**DATA FOR ANALYSIS**:
----
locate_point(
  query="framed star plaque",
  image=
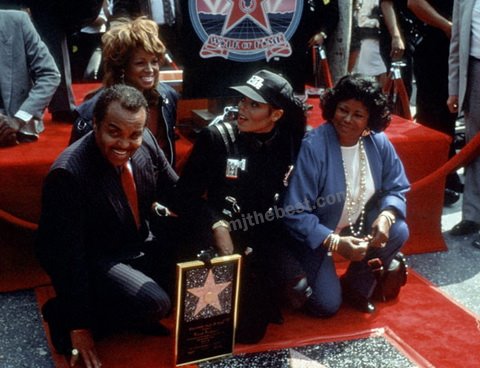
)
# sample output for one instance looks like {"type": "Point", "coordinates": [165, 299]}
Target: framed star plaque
{"type": "Point", "coordinates": [206, 309]}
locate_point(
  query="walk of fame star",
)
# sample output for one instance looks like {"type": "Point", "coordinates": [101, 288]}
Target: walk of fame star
{"type": "Point", "coordinates": [208, 293]}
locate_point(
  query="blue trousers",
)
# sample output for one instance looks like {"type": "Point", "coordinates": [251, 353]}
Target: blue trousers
{"type": "Point", "coordinates": [322, 277]}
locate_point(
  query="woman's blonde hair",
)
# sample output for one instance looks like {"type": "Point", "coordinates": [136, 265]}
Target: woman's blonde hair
{"type": "Point", "coordinates": [121, 40]}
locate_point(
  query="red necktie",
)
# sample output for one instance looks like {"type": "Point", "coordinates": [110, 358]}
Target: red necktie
{"type": "Point", "coordinates": [128, 183]}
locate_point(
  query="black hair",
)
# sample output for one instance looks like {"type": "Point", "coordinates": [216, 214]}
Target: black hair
{"type": "Point", "coordinates": [361, 88]}
{"type": "Point", "coordinates": [129, 98]}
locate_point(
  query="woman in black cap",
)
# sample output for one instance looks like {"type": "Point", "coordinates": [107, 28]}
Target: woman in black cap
{"type": "Point", "coordinates": [231, 188]}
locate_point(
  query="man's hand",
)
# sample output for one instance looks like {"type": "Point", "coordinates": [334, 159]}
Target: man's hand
{"type": "Point", "coordinates": [8, 135]}
{"type": "Point", "coordinates": [84, 347]}
{"type": "Point", "coordinates": [353, 249]}
{"type": "Point", "coordinates": [223, 241]}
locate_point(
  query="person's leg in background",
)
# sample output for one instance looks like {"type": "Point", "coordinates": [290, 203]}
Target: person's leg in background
{"type": "Point", "coordinates": [50, 28]}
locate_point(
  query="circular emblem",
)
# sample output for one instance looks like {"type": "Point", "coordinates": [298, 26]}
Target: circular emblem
{"type": "Point", "coordinates": [245, 30]}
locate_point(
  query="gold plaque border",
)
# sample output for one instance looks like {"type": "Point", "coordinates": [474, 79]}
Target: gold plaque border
{"type": "Point", "coordinates": [182, 268]}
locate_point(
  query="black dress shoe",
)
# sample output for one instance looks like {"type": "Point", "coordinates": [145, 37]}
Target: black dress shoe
{"type": "Point", "coordinates": [59, 333]}
{"type": "Point", "coordinates": [465, 227]}
{"type": "Point", "coordinates": [299, 292]}
{"type": "Point", "coordinates": [355, 300]}
{"type": "Point", "coordinates": [450, 197]}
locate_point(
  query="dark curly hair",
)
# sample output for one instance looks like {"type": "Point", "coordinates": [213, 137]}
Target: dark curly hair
{"type": "Point", "coordinates": [361, 88]}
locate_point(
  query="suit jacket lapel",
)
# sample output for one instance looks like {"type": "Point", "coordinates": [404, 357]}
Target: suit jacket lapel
{"type": "Point", "coordinates": [6, 63]}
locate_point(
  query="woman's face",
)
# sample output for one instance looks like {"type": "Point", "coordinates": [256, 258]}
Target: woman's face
{"type": "Point", "coordinates": [143, 70]}
{"type": "Point", "coordinates": [256, 117]}
{"type": "Point", "coordinates": [350, 120]}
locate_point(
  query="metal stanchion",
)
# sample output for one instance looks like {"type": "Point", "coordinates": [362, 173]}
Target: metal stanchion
{"type": "Point", "coordinates": [321, 71]}
{"type": "Point", "coordinates": [395, 90]}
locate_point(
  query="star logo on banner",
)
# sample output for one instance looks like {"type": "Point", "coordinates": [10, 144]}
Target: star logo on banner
{"type": "Point", "coordinates": [298, 360]}
{"type": "Point", "coordinates": [208, 293]}
{"type": "Point", "coordinates": [241, 9]}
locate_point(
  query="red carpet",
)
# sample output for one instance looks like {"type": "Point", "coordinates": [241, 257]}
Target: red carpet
{"type": "Point", "coordinates": [427, 324]}
{"type": "Point", "coordinates": [436, 328]}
----
**INSTRUCTIONS FOR THE TASK**: The records above are to be transcribed word for word. Skip the images.

**TASK SOLUTION**:
locate_point(
  query="framed star plaque",
  image=
)
# sample output for one instance looks like {"type": "Point", "coordinates": [165, 299]}
Target: framed star plaque
{"type": "Point", "coordinates": [206, 309]}
locate_point(
  query="walk of fame star",
)
# sample output for one instance looks like {"type": "Point", "coordinates": [101, 288]}
Target: walk of fame star
{"type": "Point", "coordinates": [208, 293]}
locate_point(
  query="blue trousers",
)
# sample output for one instance looks like {"type": "Point", "coordinates": [251, 353]}
Target: blue trousers
{"type": "Point", "coordinates": [322, 277]}
locate_point(
  query="woman's blonde hair",
)
# sample output for one instance looks like {"type": "Point", "coordinates": [136, 265]}
Target: woman's blonde hair
{"type": "Point", "coordinates": [121, 40]}
locate_point(
  query="red necktie",
)
# sample output for one instance looks like {"type": "Point", "coordinates": [110, 358]}
Target: red necktie
{"type": "Point", "coordinates": [128, 183]}
locate_point(
  query="black hair",
)
# sample output for one instance looks like {"type": "Point", "coordinates": [216, 214]}
Target: black hair
{"type": "Point", "coordinates": [361, 88]}
{"type": "Point", "coordinates": [129, 98]}
locate_point(
  query="woman in black cap",
)
# sample output for one instance looks like {"type": "Point", "coordinates": [107, 28]}
Target: woman in black cap
{"type": "Point", "coordinates": [231, 188]}
locate_point(
  query="man's hand",
)
# sample output for one instance looks like {"type": "Point", "coordinates": [334, 159]}
Target: man's hand
{"type": "Point", "coordinates": [8, 135]}
{"type": "Point", "coordinates": [84, 347]}
{"type": "Point", "coordinates": [353, 249]}
{"type": "Point", "coordinates": [223, 241]}
locate_point(
  query="person's leg in background",
)
# sample output for one instance looks like {"type": "Point", "coordinates": [290, 203]}
Target: person's leg in background
{"type": "Point", "coordinates": [50, 28]}
locate_point(
  query="circular emblem",
)
# sample output for one instance looks like {"type": "Point", "coordinates": [298, 26]}
Target: circular emblem
{"type": "Point", "coordinates": [245, 30]}
locate_point(
  query="gold plaque border",
)
# sample output for one instance looks like {"type": "Point", "coordinates": [474, 79]}
Target: gold plaque border
{"type": "Point", "coordinates": [182, 268]}
locate_point(
  query="black dress shoe",
)
# sample output for one instance looks like {"type": "Point", "coordinates": [145, 37]}
Target: black dress shoe
{"type": "Point", "coordinates": [59, 333]}
{"type": "Point", "coordinates": [465, 227]}
{"type": "Point", "coordinates": [299, 292]}
{"type": "Point", "coordinates": [355, 300]}
{"type": "Point", "coordinates": [450, 197]}
locate_point(
  query="dark curly hair",
)
# sample output for one instance looks like {"type": "Point", "coordinates": [213, 137]}
Target: dark curly hair
{"type": "Point", "coordinates": [361, 88]}
locate_point(
  query="suit jacket lapel",
)
# sample output for one instance looks like {"type": "Point", "coordinates": [404, 357]}
Target: suit jacket lapel
{"type": "Point", "coordinates": [6, 63]}
locate_point(
  query="woman's face",
)
# sample output for one instance looks like {"type": "Point", "coordinates": [256, 258]}
Target: woman's face
{"type": "Point", "coordinates": [143, 70]}
{"type": "Point", "coordinates": [256, 117]}
{"type": "Point", "coordinates": [350, 120]}
locate_point(
  query="metal stanchion",
)
# sample output for one instance looks like {"type": "Point", "coordinates": [362, 173]}
Target: metal stanchion
{"type": "Point", "coordinates": [321, 71]}
{"type": "Point", "coordinates": [395, 90]}
locate_point(
  query="star logo on banner",
)
# sample output for one instance looks like {"type": "Point", "coordinates": [10, 144]}
Target: star logo on banner
{"type": "Point", "coordinates": [298, 360]}
{"type": "Point", "coordinates": [208, 293]}
{"type": "Point", "coordinates": [241, 9]}
locate_point(
  query="red carpet",
)
# sample output for one instance looks like {"type": "Point", "coordinates": [241, 257]}
Target: red carpet
{"type": "Point", "coordinates": [427, 324]}
{"type": "Point", "coordinates": [436, 328]}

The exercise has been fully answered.